Written instruction: Extract each line in the listing below that contains the string "hair". Case counts, so match only that exact capitalization.

-- START OF Dataset excerpts --

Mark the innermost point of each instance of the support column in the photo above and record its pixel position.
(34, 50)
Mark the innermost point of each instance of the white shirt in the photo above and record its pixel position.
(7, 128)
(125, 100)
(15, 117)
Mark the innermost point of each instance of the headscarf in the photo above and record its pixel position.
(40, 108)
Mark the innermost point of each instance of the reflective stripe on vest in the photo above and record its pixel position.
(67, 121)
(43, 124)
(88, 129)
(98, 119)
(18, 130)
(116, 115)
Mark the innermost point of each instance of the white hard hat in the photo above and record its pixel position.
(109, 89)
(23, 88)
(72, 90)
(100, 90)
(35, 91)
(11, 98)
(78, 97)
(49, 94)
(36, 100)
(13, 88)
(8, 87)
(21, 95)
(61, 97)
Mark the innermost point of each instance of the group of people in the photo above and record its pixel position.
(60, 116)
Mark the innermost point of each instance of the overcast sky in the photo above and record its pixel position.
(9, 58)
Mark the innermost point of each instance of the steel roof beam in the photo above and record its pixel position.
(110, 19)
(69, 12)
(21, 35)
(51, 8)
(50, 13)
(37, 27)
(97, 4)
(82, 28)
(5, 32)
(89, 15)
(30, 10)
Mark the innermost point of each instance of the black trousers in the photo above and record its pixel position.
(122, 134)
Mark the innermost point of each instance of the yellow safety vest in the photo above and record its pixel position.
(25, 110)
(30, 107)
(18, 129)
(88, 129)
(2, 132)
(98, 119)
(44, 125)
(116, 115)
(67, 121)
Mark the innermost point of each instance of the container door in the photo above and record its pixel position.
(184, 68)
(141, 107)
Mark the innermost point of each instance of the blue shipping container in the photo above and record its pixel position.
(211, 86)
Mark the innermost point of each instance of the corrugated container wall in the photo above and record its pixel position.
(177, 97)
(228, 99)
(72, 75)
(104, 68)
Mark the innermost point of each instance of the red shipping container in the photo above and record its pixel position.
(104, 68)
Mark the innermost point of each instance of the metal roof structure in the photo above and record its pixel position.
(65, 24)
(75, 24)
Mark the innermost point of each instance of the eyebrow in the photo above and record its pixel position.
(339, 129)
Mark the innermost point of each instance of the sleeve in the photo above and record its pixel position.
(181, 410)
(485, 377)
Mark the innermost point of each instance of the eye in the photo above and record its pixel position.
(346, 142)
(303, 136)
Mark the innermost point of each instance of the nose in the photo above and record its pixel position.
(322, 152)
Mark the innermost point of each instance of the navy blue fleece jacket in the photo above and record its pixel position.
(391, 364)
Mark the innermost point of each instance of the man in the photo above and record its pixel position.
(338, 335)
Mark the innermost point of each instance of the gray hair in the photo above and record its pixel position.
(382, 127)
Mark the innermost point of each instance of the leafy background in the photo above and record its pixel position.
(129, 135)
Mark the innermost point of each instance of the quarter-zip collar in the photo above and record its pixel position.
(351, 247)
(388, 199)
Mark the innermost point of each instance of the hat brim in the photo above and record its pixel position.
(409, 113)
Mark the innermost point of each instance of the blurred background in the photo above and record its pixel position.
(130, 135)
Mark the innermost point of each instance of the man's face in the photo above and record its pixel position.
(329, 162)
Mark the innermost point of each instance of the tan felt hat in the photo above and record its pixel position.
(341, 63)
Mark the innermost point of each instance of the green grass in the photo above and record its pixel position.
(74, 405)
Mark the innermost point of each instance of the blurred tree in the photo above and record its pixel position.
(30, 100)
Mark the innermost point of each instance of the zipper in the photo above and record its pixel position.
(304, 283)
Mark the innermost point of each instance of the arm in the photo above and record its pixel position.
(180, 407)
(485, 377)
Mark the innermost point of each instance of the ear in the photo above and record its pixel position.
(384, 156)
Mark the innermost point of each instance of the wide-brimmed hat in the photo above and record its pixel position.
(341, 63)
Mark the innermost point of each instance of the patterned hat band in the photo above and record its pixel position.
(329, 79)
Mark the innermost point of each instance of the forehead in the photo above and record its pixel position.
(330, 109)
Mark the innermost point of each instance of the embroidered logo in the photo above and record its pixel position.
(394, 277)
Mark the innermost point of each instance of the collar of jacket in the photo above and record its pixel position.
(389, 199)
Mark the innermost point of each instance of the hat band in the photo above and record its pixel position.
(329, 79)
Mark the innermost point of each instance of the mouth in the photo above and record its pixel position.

-- END OF Dataset excerpts --
-- START OF Dataset excerpts --

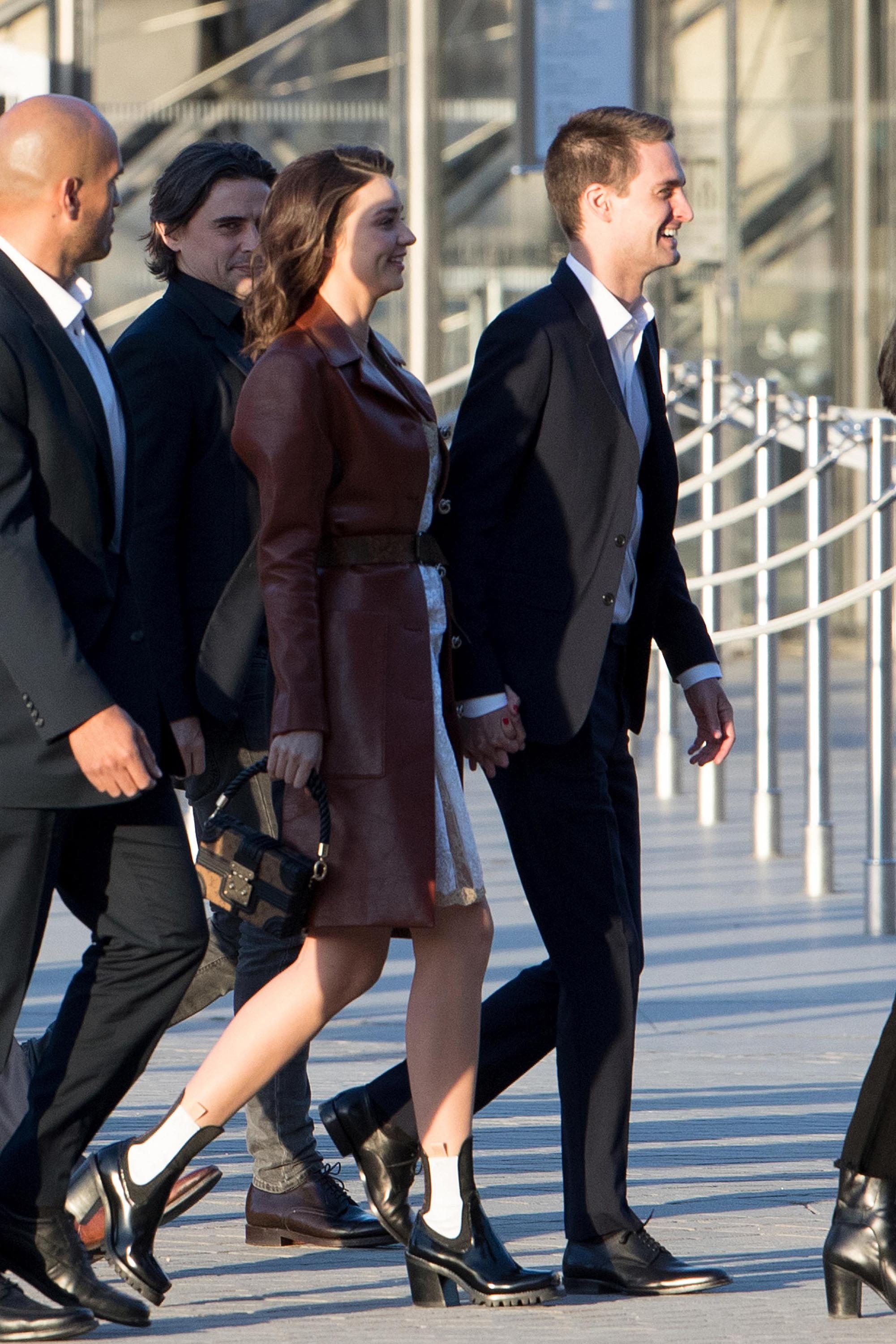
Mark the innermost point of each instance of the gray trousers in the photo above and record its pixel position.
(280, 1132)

-- END OF Dataset excerpts --
-- START OF Dataset excerpts --

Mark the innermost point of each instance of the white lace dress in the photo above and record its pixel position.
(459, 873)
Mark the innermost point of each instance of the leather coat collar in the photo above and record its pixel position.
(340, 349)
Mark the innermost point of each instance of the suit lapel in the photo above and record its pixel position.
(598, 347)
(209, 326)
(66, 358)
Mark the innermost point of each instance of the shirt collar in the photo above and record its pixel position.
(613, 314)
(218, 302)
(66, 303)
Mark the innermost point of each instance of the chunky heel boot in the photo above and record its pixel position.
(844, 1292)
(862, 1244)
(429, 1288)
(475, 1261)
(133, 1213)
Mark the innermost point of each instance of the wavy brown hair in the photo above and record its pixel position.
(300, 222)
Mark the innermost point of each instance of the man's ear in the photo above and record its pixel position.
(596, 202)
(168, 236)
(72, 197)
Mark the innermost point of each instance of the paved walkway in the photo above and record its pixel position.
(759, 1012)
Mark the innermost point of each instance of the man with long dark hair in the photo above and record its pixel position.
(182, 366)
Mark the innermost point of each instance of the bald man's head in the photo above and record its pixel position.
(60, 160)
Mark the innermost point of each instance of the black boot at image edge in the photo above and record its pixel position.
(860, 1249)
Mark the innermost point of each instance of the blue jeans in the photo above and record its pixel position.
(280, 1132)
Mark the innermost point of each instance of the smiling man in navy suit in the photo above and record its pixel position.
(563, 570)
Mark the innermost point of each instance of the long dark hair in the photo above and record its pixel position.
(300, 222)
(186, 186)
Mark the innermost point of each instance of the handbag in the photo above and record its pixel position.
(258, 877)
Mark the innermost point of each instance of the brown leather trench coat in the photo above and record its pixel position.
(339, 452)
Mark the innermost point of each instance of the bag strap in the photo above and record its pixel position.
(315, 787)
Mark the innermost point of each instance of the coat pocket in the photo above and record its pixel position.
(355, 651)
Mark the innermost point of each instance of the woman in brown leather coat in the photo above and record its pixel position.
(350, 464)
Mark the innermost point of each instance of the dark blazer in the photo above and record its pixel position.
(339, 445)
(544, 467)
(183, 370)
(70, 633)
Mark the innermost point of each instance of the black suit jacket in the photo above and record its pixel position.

-- END OF Dataset excerpts --

Result of this task:
Mark the innermost point of each instance of the gray hair in the photo above and record its pixel position.
Mark the innermost point of each instance of the wavy brown hair in the photo above and record its pixel position.
Mark the innermost point of each instance of the man with long dark hair in the photo above and record its pixel position.
Mark the innermost point of each instance of the long dark hair in the photo above and record its pixel position.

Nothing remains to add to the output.